____ PASSAGE TO READ
Zoom in to see how more and more labels appear and the color automatically changes.

# ML ArXiv Papers

The following plot shows an embedding of machine learning papers from arXiv and is an [example from Leland McInnes's excellent DataMapPlot library](https://datamapplot.readthedocs.io/en/latest/interactive_intro.html). Huge kudos for sharing the data Leland 🙏.

In [None]:
!curl -L -C - -o data/arxiv-ml.pq https://storage.googleapis.com/flekschas/jupyter-scatter-tutorial/arxiv-ml.pq

In [None]:
import pandas as pd
df_arxiv_ml = pd.read_parquet('data/arxiv-ml.pq')
df_arxiv_ml.head(2)

### 2D Color Map

Let us first create a color map for all categories using the fantastic Schumann color map from https://pypi.org/project/pycolormap-2d/. (In case you're wonderng, we had to integrate their library as it's not yet compatible with Numpy v2 sadly.)
________
____ DATA ROWS
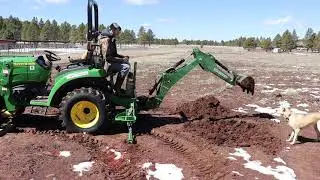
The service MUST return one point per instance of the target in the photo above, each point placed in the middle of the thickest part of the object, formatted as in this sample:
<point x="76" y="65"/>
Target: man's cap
<point x="115" y="26"/>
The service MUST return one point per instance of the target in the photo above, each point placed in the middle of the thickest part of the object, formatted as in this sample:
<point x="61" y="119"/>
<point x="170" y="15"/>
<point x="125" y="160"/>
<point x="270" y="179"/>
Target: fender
<point x="63" y="78"/>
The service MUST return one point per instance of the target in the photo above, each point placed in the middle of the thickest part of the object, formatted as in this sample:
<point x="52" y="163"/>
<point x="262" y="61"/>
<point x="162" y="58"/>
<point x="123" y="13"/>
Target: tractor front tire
<point x="83" y="110"/>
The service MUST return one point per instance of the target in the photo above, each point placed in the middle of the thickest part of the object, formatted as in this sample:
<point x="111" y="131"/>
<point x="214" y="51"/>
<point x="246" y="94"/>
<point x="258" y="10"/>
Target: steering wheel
<point x="52" y="56"/>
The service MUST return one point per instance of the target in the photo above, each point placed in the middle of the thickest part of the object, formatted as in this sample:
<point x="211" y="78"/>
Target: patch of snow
<point x="290" y="91"/>
<point x="270" y="91"/>
<point x="303" y="89"/>
<point x="279" y="172"/>
<point x="297" y="111"/>
<point x="275" y="120"/>
<point x="237" y="173"/>
<point x="314" y="92"/>
<point x="231" y="158"/>
<point x="315" y="96"/>
<point x="84" y="166"/>
<point x="116" y="153"/>
<point x="163" y="171"/>
<point x="271" y="111"/>
<point x="65" y="153"/>
<point x="240" y="109"/>
<point x="303" y="105"/>
<point x="280" y="160"/>
<point x="284" y="104"/>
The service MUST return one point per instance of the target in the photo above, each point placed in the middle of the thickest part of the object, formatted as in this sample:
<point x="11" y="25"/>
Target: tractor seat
<point x="43" y="61"/>
<point x="63" y="71"/>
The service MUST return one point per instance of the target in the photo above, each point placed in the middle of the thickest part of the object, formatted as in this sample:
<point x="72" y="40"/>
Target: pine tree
<point x="266" y="44"/>
<point x="41" y="24"/>
<point x="73" y="34"/>
<point x="81" y="33"/>
<point x="142" y="35"/>
<point x="316" y="42"/>
<point x="287" y="42"/>
<point x="46" y="31"/>
<point x="250" y="43"/>
<point x="65" y="31"/>
<point x="55" y="30"/>
<point x="277" y="41"/>
<point x="150" y="36"/>
<point x="133" y="36"/>
<point x="309" y="38"/>
<point x="33" y="31"/>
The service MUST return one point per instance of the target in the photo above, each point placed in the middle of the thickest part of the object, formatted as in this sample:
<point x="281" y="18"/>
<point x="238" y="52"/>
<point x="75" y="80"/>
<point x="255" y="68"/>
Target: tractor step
<point x="40" y="101"/>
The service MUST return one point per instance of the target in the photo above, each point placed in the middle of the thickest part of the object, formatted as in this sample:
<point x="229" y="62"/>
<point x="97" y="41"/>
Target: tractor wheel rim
<point x="84" y="114"/>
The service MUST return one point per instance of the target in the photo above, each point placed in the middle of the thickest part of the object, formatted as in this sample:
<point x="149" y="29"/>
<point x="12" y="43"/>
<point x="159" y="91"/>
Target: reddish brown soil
<point x="204" y="107"/>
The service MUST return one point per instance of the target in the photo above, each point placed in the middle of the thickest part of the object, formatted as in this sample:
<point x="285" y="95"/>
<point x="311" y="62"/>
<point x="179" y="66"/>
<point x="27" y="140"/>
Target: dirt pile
<point x="237" y="133"/>
<point x="205" y="107"/>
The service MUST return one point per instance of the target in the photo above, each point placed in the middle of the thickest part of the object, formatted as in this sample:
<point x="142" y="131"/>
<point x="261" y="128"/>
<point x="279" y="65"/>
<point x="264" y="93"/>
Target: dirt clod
<point x="238" y="133"/>
<point x="204" y="107"/>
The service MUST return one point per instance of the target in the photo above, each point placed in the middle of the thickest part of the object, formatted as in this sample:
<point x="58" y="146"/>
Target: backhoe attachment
<point x="173" y="74"/>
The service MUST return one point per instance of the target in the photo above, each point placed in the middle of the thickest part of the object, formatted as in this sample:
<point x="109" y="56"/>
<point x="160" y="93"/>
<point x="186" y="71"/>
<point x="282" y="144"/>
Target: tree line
<point x="40" y="30"/>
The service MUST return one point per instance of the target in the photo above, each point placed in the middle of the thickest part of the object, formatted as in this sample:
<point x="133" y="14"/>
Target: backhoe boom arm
<point x="208" y="63"/>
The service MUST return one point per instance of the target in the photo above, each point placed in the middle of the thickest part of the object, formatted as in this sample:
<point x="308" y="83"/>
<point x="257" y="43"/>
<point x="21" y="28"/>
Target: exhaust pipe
<point x="92" y="4"/>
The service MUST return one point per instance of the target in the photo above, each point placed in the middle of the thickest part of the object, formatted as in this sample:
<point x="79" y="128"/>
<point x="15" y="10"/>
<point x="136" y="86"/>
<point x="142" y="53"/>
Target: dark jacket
<point x="109" y="48"/>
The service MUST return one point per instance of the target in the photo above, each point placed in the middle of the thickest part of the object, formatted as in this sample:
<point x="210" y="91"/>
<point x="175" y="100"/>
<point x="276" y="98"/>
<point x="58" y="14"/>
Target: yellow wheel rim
<point x="84" y="114"/>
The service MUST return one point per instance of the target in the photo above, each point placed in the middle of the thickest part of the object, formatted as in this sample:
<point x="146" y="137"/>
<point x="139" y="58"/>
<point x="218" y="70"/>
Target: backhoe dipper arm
<point x="208" y="63"/>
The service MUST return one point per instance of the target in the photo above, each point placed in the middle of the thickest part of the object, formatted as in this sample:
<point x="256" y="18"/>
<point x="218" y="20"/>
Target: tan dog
<point x="300" y="121"/>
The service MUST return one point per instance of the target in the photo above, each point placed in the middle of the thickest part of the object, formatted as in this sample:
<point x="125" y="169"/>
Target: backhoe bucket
<point x="247" y="84"/>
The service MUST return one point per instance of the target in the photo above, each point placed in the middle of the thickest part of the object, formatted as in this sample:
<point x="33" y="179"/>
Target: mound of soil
<point x="237" y="133"/>
<point x="204" y="107"/>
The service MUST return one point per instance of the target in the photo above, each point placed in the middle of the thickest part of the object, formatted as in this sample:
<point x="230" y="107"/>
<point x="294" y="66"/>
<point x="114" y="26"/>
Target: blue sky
<point x="184" y="19"/>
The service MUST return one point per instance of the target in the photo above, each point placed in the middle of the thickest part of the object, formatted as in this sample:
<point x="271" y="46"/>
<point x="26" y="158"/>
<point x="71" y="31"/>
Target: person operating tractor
<point x="118" y="63"/>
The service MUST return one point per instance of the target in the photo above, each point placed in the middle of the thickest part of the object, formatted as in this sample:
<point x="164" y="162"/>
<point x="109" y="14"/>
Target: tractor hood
<point x="17" y="59"/>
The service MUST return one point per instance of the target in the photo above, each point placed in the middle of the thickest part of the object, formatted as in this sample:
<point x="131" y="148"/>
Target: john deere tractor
<point x="83" y="91"/>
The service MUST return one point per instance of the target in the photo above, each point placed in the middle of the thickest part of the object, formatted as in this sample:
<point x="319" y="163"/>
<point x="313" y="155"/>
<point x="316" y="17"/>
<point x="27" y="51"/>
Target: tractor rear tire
<point x="83" y="110"/>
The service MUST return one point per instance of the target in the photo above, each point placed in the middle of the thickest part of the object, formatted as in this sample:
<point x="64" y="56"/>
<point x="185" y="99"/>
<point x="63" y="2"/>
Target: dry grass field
<point x="226" y="134"/>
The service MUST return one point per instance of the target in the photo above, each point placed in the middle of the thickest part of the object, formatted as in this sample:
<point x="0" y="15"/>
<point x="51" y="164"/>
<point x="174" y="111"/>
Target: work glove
<point x="126" y="59"/>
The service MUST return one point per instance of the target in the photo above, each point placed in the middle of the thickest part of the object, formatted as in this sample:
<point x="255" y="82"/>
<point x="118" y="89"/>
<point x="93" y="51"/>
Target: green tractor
<point x="83" y="91"/>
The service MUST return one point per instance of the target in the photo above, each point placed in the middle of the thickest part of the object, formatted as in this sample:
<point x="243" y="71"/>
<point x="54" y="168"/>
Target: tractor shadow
<point x="146" y="122"/>
<point x="37" y="123"/>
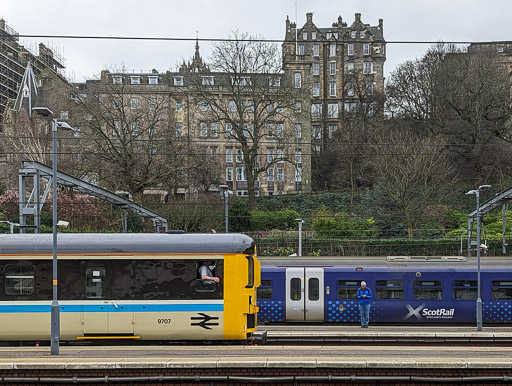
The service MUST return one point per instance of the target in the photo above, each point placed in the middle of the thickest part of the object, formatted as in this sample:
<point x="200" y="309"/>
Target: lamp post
<point x="45" y="112"/>
<point x="226" y="192"/>
<point x="476" y="192"/>
<point x="300" y="221"/>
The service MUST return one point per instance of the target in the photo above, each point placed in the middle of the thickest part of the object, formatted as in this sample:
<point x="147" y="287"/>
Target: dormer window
<point x="208" y="80"/>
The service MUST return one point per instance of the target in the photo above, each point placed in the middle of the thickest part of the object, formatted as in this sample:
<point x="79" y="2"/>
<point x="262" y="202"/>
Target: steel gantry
<point x="502" y="199"/>
<point x="41" y="177"/>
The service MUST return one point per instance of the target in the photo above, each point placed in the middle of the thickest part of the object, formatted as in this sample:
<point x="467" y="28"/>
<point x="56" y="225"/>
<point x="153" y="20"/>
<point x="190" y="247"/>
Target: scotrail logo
<point x="422" y="311"/>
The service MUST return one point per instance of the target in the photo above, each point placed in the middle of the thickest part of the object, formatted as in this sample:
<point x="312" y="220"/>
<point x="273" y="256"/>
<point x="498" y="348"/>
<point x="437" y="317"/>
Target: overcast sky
<point x="410" y="20"/>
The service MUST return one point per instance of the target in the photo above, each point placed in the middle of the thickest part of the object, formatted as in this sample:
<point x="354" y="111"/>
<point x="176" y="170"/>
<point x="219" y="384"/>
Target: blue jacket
<point x="361" y="292"/>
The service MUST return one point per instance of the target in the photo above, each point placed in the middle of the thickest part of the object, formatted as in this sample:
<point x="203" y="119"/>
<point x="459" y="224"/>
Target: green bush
<point x="341" y="225"/>
<point x="282" y="219"/>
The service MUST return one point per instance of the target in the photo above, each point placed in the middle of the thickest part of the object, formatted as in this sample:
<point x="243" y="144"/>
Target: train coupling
<point x="257" y="338"/>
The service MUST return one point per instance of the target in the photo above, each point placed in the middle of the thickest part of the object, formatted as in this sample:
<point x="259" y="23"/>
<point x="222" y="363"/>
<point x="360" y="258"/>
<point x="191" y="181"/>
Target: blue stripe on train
<point x="111" y="308"/>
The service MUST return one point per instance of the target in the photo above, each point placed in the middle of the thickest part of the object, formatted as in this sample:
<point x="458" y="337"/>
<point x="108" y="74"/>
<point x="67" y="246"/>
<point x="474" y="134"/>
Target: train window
<point x="502" y="290"/>
<point x="19" y="279"/>
<point x="347" y="289"/>
<point x="250" y="283"/>
<point x="465" y="289"/>
<point x="95" y="282"/>
<point x="295" y="289"/>
<point x="205" y="268"/>
<point x="428" y="289"/>
<point x="313" y="289"/>
<point x="265" y="291"/>
<point x="389" y="289"/>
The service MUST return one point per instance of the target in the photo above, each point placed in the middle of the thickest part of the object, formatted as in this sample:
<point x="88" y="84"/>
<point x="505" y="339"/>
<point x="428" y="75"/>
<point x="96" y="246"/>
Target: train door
<point x="304" y="294"/>
<point x="102" y="315"/>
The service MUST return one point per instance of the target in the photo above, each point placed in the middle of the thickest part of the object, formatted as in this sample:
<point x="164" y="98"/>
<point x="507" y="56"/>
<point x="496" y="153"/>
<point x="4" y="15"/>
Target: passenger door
<point x="304" y="294"/>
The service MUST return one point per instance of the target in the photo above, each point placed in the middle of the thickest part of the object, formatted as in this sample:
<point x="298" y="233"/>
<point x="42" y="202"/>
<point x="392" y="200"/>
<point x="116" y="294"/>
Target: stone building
<point x="342" y="65"/>
<point x="195" y="129"/>
<point x="13" y="63"/>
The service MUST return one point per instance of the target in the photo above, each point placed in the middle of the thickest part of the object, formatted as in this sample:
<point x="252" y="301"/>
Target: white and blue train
<point x="420" y="290"/>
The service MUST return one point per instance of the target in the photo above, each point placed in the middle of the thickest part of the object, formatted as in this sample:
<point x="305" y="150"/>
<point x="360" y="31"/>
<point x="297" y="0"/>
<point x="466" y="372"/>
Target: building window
<point x="241" y="175"/>
<point x="350" y="106"/>
<point x="331" y="129"/>
<point x="279" y="132"/>
<point x="350" y="89"/>
<point x="280" y="174"/>
<point x="270" y="174"/>
<point x="369" y="88"/>
<point x="316" y="49"/>
<point x="270" y="155"/>
<point x="316" y="68"/>
<point x="298" y="80"/>
<point x="229" y="155"/>
<point x="298" y="130"/>
<point x="229" y="129"/>
<point x="332" y="110"/>
<point x="203" y="132"/>
<point x="317" y="132"/>
<point x="229" y="173"/>
<point x="213" y="128"/>
<point x="298" y="175"/>
<point x="332" y="88"/>
<point x="367" y="67"/>
<point x="179" y="129"/>
<point x="298" y="156"/>
<point x="332" y="68"/>
<point x="208" y="80"/>
<point x="316" y="89"/>
<point x="316" y="110"/>
<point x="239" y="156"/>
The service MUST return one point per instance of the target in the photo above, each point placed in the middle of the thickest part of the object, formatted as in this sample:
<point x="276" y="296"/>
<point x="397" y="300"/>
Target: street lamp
<point x="45" y="112"/>
<point x="226" y="192"/>
<point x="300" y="221"/>
<point x="476" y="192"/>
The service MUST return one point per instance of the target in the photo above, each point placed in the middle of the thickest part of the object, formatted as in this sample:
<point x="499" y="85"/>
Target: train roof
<point x="114" y="243"/>
<point x="386" y="262"/>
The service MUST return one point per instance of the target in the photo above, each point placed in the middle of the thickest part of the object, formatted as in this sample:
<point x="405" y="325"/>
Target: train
<point x="129" y="286"/>
<point x="406" y="289"/>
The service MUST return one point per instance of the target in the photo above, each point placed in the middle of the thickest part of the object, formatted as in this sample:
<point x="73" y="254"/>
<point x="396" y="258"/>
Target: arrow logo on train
<point x="204" y="321"/>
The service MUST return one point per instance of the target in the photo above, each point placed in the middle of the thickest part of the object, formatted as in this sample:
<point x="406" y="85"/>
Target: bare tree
<point x="130" y="132"/>
<point x="252" y="102"/>
<point x="412" y="172"/>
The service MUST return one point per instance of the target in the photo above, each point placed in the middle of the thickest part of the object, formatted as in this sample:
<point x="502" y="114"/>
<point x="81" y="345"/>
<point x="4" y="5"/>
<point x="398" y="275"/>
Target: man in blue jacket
<point x="364" y="295"/>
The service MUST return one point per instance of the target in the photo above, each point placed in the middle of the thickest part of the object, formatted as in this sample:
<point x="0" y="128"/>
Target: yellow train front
<point x="129" y="286"/>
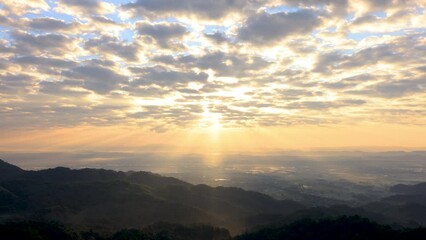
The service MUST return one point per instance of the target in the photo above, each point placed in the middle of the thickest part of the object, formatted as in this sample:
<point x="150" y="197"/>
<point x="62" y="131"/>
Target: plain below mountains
<point x="108" y="201"/>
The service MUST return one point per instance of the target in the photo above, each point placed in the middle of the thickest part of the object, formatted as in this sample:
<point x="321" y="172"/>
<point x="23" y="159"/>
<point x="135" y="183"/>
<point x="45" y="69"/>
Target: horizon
<point x="218" y="77"/>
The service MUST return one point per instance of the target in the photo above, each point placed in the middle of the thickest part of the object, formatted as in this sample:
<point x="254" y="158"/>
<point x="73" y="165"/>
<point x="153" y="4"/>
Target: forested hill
<point x="109" y="200"/>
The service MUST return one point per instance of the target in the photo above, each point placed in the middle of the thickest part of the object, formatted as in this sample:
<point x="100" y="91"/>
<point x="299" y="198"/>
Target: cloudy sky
<point x="223" y="75"/>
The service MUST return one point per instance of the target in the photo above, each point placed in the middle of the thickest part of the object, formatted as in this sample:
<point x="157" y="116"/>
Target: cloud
<point x="162" y="33"/>
<point x="265" y="28"/>
<point x="208" y="9"/>
<point x="106" y="45"/>
<point x="217" y="37"/>
<point x="50" y="24"/>
<point x="56" y="44"/>
<point x="166" y="77"/>
<point x="96" y="78"/>
<point x="84" y="7"/>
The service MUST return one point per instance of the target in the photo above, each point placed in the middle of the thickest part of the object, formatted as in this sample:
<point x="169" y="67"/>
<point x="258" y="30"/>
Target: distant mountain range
<point x="107" y="201"/>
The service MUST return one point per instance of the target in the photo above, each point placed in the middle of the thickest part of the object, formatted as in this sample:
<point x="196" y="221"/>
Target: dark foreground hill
<point x="108" y="200"/>
<point x="343" y="228"/>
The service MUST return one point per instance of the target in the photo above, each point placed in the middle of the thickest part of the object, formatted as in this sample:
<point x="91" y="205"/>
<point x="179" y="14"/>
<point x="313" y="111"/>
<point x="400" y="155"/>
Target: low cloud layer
<point x="164" y="65"/>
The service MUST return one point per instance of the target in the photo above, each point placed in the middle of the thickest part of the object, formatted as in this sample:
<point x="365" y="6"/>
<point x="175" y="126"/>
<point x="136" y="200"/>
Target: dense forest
<point x="344" y="228"/>
<point x="62" y="203"/>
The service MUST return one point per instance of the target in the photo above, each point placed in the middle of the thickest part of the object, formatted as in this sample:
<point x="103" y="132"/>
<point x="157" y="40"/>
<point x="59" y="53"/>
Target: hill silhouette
<point x="108" y="201"/>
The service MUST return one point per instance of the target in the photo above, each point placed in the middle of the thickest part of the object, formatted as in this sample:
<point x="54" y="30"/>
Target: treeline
<point x="32" y="230"/>
<point x="343" y="228"/>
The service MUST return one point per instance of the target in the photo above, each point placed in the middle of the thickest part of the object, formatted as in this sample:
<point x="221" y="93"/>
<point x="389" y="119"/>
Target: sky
<point x="212" y="75"/>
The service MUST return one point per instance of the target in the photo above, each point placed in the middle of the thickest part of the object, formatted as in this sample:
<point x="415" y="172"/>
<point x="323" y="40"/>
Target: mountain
<point x="343" y="228"/>
<point x="109" y="200"/>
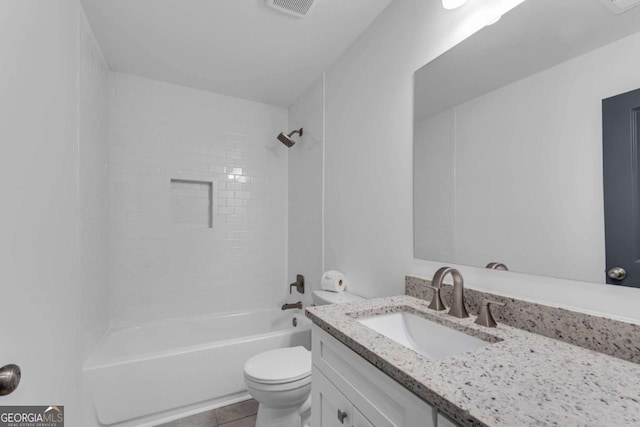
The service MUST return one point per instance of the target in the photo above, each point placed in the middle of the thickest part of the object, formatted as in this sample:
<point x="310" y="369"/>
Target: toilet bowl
<point x="280" y="380"/>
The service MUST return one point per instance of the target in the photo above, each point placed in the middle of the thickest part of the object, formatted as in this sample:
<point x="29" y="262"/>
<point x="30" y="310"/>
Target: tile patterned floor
<point x="241" y="414"/>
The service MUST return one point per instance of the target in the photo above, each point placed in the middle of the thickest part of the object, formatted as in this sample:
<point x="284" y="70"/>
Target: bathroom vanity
<point x="362" y="377"/>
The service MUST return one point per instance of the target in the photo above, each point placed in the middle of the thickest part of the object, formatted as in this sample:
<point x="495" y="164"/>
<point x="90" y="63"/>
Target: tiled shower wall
<point x="161" y="267"/>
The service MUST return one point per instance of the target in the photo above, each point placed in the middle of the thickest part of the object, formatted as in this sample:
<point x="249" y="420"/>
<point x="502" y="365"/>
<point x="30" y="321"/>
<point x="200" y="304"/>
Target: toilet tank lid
<point x="321" y="297"/>
<point x="279" y="366"/>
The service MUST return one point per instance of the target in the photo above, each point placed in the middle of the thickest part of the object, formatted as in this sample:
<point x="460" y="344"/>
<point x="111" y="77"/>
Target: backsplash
<point x="608" y="336"/>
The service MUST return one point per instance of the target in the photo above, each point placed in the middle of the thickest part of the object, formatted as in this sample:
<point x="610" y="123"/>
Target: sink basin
<point x="423" y="336"/>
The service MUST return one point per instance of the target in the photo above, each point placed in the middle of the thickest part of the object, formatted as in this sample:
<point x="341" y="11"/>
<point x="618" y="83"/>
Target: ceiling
<point x="240" y="48"/>
<point x="532" y="37"/>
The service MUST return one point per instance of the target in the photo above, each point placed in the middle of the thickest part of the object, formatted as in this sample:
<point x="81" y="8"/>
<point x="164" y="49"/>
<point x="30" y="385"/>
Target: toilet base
<point x="297" y="416"/>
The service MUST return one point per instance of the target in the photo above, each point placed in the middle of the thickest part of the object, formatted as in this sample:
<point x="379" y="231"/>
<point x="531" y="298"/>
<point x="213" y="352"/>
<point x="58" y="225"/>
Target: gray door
<point x="620" y="123"/>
________
- TO-DO LIST:
1 - Retype the ML arXiv papers passage from "Zoom in to see" to "df_arxiv_ml = pd.read_parquet('data/arxiv-ml.pq')".
2 - Write what comes next in the ML arXiv papers passage, picking up after its final sentence.

- TASK-BY-TASK OUTPUTS:
1 -
Zoom in to see how more and more labels appear and the color automatically changes.

# ML ArXiv Papers

The following plot shows an embedding of machine learning papers from arXiv and is an [example from Leland McInnes's excellent DataMapPlot library](https://datamapplot.readthedocs.io/en/latest/interactive_intro.html). Huge kudos for sharing the data Leland 🙏.

In [None]:
!curl -L -C - -o data/arxiv-ml.pq https://storage.googleapis.com/flekschas/jupyter-scatter-tutorial/arxiv-ml.pq

In [None]:
import pandas as pd
df_arxiv_ml = pd.read_parquet('data/arxiv-ml.pq')

2 -
In [None]:
from jscatter import ColorMap2DSchumann, brighten, saturate
from matplotlib.colors import to_hex

cmap = ColorMap2DSchumann(
    range_x=(df_arxiv_ml.x.min(), df_arxiv_ml.x.max()),
    range_y=(df_arxiv_ml.y.min(), df_arxiv_ml.y.max()),
)

df_arxiv_ml_category_cmap = {}
df_arxiv_ml_label_cmap = {}

for i in range(1, 6):
    label_type = f'category_{i}'
    labels = df_arxiv_ml[label_type].dropna().unique()
    for label in labels:
        mask = df_arxiv_ml[label_type] == label
        
        cx = df_arxiv_ml[mask].x.median()
        cy = df_arxiv_ml[mask].y.median()

        color = to_hex(cmap(cx, cy) / 255)
        
        df_arxiv_ml_category_cmap[label] = color
        df_arxiv_ml_label_cmap[f'{label_type}:{label}'] = brighten(saturate(color, 3), 3)

# To color "noise" points (i.e., `NaN` values) using a dark gray, we cast `NaN` to `"NA"`
if 'NA' not in df_arxiv_ml['category'].cat.categories.tolist():
    df_arxiv_ml['category'] = df_arxiv_ml['category'].cat.add_categories('NA')
df_arxiv_ml['category'] = df_arxiv_ml['category'].fillna('NA')

df_arxiv_ml_category_cmap['NA'] = '#333333'

Next we're going to create a scatter plot as before. Since the labels are hierarchical, we're setting `hierarchical=True` to avoid showing category_1 label before category_2 labels, etc.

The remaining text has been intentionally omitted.